» **Request**: Copy out the part of the records that opens with the line containing "If any black" and closes with the line containing "[4,183,24,193]", requests included, adding 38 to every bounding box coordinate.

Records from a collection
---+---
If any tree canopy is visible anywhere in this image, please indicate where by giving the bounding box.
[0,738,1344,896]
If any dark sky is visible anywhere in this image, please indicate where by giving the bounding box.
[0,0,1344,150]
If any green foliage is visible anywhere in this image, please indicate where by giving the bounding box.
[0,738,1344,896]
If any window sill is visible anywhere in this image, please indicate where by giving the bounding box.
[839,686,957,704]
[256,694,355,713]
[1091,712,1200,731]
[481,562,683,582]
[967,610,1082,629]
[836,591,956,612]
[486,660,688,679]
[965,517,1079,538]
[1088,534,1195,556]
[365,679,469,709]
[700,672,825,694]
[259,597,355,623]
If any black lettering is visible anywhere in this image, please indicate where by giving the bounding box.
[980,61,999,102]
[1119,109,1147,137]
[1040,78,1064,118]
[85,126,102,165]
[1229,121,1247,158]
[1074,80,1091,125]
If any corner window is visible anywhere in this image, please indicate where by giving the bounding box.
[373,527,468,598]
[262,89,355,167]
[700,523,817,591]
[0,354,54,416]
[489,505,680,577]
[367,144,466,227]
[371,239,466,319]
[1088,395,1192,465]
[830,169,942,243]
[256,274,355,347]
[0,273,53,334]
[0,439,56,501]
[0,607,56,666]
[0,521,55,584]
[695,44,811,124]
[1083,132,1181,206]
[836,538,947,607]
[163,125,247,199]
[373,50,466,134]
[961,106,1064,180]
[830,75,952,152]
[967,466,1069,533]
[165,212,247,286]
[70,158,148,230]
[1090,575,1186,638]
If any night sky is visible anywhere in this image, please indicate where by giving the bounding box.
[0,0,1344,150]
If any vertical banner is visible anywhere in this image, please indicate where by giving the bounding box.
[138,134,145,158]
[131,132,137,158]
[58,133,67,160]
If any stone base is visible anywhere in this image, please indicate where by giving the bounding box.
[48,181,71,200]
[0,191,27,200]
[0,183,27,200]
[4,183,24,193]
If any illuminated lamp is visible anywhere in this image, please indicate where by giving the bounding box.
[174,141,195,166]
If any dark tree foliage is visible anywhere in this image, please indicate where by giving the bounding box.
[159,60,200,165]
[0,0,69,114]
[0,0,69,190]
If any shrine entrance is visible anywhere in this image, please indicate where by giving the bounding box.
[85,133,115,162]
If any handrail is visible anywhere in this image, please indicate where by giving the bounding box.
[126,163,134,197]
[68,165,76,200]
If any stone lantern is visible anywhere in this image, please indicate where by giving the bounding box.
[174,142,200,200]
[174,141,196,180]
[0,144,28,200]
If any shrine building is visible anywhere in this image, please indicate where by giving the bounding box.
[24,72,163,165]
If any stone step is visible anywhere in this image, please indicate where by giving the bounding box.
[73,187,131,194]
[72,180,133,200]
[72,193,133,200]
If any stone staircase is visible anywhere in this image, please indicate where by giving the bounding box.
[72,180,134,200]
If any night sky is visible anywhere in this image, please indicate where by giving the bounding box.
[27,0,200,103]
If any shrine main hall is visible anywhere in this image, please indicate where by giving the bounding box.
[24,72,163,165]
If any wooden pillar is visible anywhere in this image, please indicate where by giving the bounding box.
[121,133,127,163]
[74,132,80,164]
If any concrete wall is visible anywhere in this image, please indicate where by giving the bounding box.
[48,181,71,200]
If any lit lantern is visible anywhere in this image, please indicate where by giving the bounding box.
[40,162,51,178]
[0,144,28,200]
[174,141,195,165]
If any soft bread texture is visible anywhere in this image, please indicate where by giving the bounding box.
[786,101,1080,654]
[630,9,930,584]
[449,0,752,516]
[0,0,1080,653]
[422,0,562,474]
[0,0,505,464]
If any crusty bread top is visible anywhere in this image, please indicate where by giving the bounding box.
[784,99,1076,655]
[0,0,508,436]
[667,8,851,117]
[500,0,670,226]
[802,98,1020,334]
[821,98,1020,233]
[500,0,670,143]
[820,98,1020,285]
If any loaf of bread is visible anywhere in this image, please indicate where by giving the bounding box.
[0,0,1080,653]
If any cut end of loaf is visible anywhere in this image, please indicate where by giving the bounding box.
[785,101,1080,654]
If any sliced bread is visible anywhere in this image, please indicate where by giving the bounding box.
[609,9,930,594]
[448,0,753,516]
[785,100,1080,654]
---+---
» **Answer in full**:
If any black lettering is visible anywhere in this image, please indicate where by giving the bounding box.
[1018,99,1037,140]
[1157,147,1185,175]
[1078,116,1102,156]
[123,164,140,203]
[1267,159,1285,196]
[1112,118,1129,163]
If any corner window is visible anywhere in this image, please indicate where by giving the bounding box.
[411,565,506,636]
[300,127,393,205]
[738,561,855,629]
[38,392,92,454]
[527,543,718,615]
[405,182,504,265]
[409,277,504,357]
[1126,433,1230,503]
[868,207,980,281]
[294,312,393,385]
[38,311,91,372]
[38,477,94,539]
[38,645,94,704]
[38,559,93,622]
[733,82,849,162]
[1121,170,1219,244]
[874,576,985,645]
[201,163,285,237]
[411,88,504,172]
[999,144,1102,218]
[868,113,990,190]
[1005,504,1107,571]
[203,250,285,324]
[108,196,186,268]
[1128,613,1224,676]
If any night sky is visible anywhere in this image, please indicate where by giving the bounding box.
[38,38,1382,188]
If any vertical banner is visible anywhere in this image, please indicate where by giving the bounding box.
[176,172,183,196]
[169,170,175,196]
[96,171,105,198]
If any stone base is visible anywhere in this image, please indicate where by giving the bounding box.
[86,219,109,238]
[38,229,65,238]
[38,221,65,238]
[42,221,62,231]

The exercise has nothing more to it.